*** Opening of Records to process ***

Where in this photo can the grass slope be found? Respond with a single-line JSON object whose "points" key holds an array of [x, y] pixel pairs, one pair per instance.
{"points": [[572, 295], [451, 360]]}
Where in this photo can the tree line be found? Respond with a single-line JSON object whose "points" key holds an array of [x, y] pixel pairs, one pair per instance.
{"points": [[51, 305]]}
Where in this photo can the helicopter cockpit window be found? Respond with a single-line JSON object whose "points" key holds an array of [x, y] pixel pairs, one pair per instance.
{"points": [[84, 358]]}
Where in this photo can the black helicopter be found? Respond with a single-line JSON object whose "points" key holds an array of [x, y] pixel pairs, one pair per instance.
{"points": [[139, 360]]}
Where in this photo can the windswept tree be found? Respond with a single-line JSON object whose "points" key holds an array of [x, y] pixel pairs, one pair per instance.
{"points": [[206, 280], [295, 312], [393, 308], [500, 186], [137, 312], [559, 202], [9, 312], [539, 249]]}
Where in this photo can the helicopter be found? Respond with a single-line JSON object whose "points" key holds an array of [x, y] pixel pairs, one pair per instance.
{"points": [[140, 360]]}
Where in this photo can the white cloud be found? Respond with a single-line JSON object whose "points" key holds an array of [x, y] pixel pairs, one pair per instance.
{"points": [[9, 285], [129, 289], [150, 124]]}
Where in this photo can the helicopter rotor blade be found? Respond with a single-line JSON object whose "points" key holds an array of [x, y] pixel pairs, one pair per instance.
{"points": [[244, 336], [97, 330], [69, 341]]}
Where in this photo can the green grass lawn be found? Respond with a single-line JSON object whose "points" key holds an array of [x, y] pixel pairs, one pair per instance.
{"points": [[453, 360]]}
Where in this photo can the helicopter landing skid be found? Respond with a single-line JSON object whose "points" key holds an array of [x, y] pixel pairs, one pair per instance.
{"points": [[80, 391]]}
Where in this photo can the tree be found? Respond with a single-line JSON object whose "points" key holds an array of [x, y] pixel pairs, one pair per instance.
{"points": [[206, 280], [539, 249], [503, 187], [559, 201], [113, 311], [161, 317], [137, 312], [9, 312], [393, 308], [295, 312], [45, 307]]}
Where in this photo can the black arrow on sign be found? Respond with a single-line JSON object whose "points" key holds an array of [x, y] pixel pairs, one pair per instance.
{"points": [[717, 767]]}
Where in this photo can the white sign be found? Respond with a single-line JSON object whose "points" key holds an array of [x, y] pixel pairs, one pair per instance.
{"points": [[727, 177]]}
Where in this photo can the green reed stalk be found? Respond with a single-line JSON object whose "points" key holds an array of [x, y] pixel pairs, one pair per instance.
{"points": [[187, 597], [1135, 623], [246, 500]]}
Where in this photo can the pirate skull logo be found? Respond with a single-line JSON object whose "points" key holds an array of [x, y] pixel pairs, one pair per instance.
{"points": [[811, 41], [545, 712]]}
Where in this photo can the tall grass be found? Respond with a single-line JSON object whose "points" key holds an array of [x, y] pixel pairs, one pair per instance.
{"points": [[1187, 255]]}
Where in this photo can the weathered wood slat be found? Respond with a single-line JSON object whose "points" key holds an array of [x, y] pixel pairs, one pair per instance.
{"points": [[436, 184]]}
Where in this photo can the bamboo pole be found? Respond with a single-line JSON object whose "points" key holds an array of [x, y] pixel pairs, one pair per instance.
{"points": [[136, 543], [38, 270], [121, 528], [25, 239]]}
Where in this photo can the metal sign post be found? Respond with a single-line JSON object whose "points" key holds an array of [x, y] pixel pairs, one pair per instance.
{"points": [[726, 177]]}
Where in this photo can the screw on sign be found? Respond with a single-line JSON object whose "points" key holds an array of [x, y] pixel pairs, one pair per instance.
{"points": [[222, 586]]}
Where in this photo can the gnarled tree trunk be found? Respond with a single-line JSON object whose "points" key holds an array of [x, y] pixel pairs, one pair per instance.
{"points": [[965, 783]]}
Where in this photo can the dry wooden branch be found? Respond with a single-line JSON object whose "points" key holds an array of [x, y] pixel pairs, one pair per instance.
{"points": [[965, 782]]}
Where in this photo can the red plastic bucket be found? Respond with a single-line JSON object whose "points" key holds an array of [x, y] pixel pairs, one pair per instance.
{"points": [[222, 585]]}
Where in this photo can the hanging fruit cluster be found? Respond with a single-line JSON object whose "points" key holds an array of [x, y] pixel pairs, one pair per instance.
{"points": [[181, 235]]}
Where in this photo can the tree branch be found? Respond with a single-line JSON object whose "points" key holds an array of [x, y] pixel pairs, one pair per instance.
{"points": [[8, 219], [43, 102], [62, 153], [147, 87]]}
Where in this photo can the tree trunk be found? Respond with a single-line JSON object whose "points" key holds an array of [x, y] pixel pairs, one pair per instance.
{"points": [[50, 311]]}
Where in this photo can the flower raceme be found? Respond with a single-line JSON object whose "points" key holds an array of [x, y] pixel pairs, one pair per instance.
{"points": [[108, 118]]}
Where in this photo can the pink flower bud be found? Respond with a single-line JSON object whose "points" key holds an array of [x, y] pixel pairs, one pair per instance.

*** Close of Records to process ***

*Task to complete*.
Having read the entries above, repeat them exactly.

*Expected output*.
Where in this photo can the grass slope be found? Respond with a single-line JSON object whose "points" key holds an array of [x, y] pixel pairs, one pair per instance.
{"points": [[572, 295], [451, 360]]}
Where in this photo can the tree line be found? Respond with a single-line JSON object whose "points" key holds an array of [x, y] pixel pairs, one pair per instance.
{"points": [[51, 305]]}
Where in this photo can the helicopter cockpit window be found? Respond with a single-line JSON object whose "points" key holds an array of [x, y] pixel pairs, one pair per instance.
{"points": [[84, 358]]}
Where in this photo can the black helicopter be found? Respond with a single-line JSON object whose "points" key holds an array of [x, y] pixel pairs, one pair per instance.
{"points": [[139, 360]]}
Where in this photo can the windswept tree be found? Respond with a single-line JSON object whose "points" key holds an array of [x, y] pixel pairs, one pair per instance.
{"points": [[206, 280], [295, 312], [393, 308], [500, 186], [137, 312], [559, 202], [9, 312], [539, 249]]}
Where in this photo can the helicopter be found? Respond with a single-line JSON object whose "points" key holds an array of [x, y] pixel pairs, one pair per instance.
{"points": [[140, 360]]}
Where in this photo can the white cloud be found? Respond with a single-line JSON object whose "points" key holds an array of [x, y] pixel pairs, one pair per instance.
{"points": [[9, 285], [129, 289], [150, 124]]}
Where in this photo can the helicopter rotor blade be found? Respond with a single-line JSON object whose "points" key holds an array of [x, y] pixel pairs, one pair per instance.
{"points": [[244, 336], [97, 330], [69, 341]]}
Where in this photo can the green grass lawn be found? Respond with a single-line JSON object whose "points" key holds an array of [x, y] pixel pairs, one pair per instance.
{"points": [[453, 360]]}
Where in this photo can the helicopter landing skid be found? Respond with a single-line JSON object whose "points" key holds an array of [x, y] pixel pairs, one pair per instance.
{"points": [[80, 391]]}
Where in this photo can the tree be found? Respond with a single-line JSON object whose "points" key holds an array of [x, y] pixel pairs, one pair per instance.
{"points": [[206, 280], [539, 249], [503, 187], [559, 201], [113, 311], [161, 317], [137, 312], [9, 312], [393, 308], [295, 312], [45, 307]]}
Where in this photo can the black arrow on sign be found? Respond with a single-line JSON object whose "points" key holds an array of [x, y] pixel pairs, one pair per instance.
{"points": [[717, 767]]}
Where in this photo can the white sign be found? Respond with a single-line JSON object whose "points" key holds an array of [x, y] pixel pairs, one pair per instance.
{"points": [[727, 177]]}
Where in this photo can the green reed stalk be found? Respond with a single-line JSON object whose "points" key holds an array of [x, y] pixel pairs, one pair per instance.
{"points": [[187, 597], [1135, 623], [246, 500]]}
Where in this photo can the pirate skull logo be found? Respond with a single-line JSON object whose "points" key holds an array of [x, y] pixel pairs, one pair per instance.
{"points": [[811, 41], [545, 712]]}
Where in this photo can the tall grass be found? Respond with a single-line JSON object whose "points" key holds an array of [x, y] pixel pairs, one pair per instance.
{"points": [[1187, 255]]}
Where in this photo can the weathered wood slat be found? Respond with a single-line JSON object whose "points" key holds an array of [x, y] pixel pairs, one pair per instance.
{"points": [[436, 184]]}
Where in this photo can the bamboo pole be found? Respond with a single-line JSON object whose "points" key holds an array of [x, y] pixel pairs, one pair per instance.
{"points": [[136, 543], [38, 270], [121, 528], [25, 239]]}
Where in this photo can the metal sign post be found? Respond with a single-line JSON object whose "points" key holds an array of [x, y] pixel pairs, one pair per instance.
{"points": [[726, 177]]}
Where in this photo can the screw on sign be found? Respond with a single-line JSON object whose "points" key holds an array of [x, y] pixel pairs, one pair per instance.
{"points": [[222, 586]]}
Where in this photo can the gnarled tree trunk be found? Respond with a single-line JSON object whose "points" key holds an array of [x, y] pixel pairs, one pair per instance.
{"points": [[965, 783]]}
Where in this photo can the dry wooden branch be found? Respond with a single-line JSON object whose "points" key holds an array of [x, y] pixel pairs, one pair per instance.
{"points": [[965, 782]]}
Where in this photo can the red plastic bucket be found? Respond with a single-line JSON object whose "points" key holds an array of [x, y] pixel pairs, one pair per instance.
{"points": [[222, 585]]}
Where in this photo can the hanging fruit cluster be found? Respond with a single-line JSON object whose "points" key holds an array of [x, y] pixel pairs, one pair per instance.
{"points": [[181, 235]]}
Where in this photo can the tree branch be found? Respond with a single-line JSON object whose "points" key holds an array of [x, y] pixel pairs, one pair per instance.
{"points": [[8, 219], [43, 102], [62, 153], [147, 87]]}
Where in this photo can the tree trunk be found? Respond with a single-line JSON object whose "points" key holds an array of [x, y] pixel pairs, one pair per instance.
{"points": [[50, 311]]}
Where in this photo can the flower raceme be found? Respond with a single-line JSON object whose "points" key holds an array of [x, y] pixel pairs, one pair per instance.
{"points": [[108, 118]]}
Where in this photo can the pink flower bud be found? Respond with a single-line JSON object whose "points" key holds an array of [x, y] pixel pairs, one pair per instance.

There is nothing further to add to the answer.